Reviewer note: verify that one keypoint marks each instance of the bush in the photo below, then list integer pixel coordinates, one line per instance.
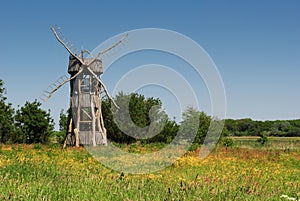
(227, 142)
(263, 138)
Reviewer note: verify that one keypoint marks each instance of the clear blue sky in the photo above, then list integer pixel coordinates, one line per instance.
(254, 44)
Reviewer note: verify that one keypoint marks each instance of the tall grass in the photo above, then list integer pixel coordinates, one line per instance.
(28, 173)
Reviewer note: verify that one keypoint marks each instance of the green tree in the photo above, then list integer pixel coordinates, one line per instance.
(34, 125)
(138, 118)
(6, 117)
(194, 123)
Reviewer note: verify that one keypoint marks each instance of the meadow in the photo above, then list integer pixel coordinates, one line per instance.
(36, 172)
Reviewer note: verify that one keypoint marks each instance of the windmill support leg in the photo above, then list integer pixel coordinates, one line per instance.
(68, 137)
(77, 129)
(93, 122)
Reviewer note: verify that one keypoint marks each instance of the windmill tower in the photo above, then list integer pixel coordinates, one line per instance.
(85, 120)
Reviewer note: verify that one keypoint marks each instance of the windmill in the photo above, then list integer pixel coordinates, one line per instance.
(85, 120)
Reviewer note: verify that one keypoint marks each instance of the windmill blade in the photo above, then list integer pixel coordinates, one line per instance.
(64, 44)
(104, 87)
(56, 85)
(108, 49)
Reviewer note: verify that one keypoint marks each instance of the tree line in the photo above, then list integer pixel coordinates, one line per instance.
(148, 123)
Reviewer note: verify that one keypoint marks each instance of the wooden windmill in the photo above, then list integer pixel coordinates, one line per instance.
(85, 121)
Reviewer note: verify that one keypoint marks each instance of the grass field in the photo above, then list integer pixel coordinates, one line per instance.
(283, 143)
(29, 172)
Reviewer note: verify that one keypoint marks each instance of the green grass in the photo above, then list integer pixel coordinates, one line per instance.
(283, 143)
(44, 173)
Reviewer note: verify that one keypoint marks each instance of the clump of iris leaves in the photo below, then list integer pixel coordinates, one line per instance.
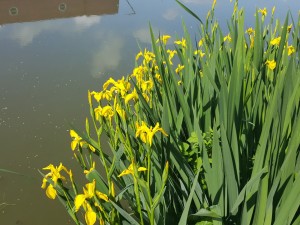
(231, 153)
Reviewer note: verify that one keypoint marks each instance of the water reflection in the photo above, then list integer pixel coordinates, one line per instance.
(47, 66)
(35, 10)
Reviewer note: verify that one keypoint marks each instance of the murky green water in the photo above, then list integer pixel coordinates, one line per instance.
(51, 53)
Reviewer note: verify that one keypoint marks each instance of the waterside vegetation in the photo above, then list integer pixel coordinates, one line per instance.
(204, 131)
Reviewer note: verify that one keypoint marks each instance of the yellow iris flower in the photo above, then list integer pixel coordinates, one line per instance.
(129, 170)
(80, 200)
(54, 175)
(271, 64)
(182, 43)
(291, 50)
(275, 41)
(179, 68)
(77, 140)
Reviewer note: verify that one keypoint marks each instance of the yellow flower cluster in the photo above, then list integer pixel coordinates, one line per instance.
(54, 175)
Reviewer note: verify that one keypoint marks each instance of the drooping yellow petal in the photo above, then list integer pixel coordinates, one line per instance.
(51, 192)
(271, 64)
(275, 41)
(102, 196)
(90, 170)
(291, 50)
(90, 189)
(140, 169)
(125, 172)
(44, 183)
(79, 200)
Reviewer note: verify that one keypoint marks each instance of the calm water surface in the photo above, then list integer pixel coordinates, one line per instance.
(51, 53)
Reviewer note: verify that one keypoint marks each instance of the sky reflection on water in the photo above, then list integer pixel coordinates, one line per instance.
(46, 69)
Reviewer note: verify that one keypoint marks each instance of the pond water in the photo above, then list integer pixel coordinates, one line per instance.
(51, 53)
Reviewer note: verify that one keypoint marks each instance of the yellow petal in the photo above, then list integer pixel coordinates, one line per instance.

- - -

TASK DIRECTIONS
Only the lines from the one containing "the yellow flower" to the end of the listing belong in the output, each reproduced exactly.

RESPONSE FOR THIS EXERCISE
Reviewer note: verify that one keypoint marks each instance of the yellow flower cluster in the photo above, then list integer pixel coordinates, one line per instance.
(54, 175)
Reviewer note: verify that one keypoint marks each instance of the drooping yellow petal in the photo above, then list integer pixel coordinates, one line per instance.
(51, 192)
(271, 64)
(275, 41)
(102, 196)
(90, 170)
(291, 50)
(90, 189)
(140, 169)
(125, 172)
(44, 183)
(79, 200)
Reviewer note: verify that one keypoint marks each instance of the calm water surface in the photo above, then list integer pixel coordinates, one line per instance.
(51, 53)
Reviewer note: verify that one keypoint marks each instance of the sky reflection on water in the photo above, then list integer pixel coordinates, one line per instance.
(46, 69)
Reviewer note: verify that one keypoint marks each instance of the pond water in the photo above, then list integer pixel coordinates, one line per instance.
(51, 53)
Reviewer note: verify that one keypoint marks each instance of the yellow petal in the photo above, then list integer pixel coordinates, one line per instance.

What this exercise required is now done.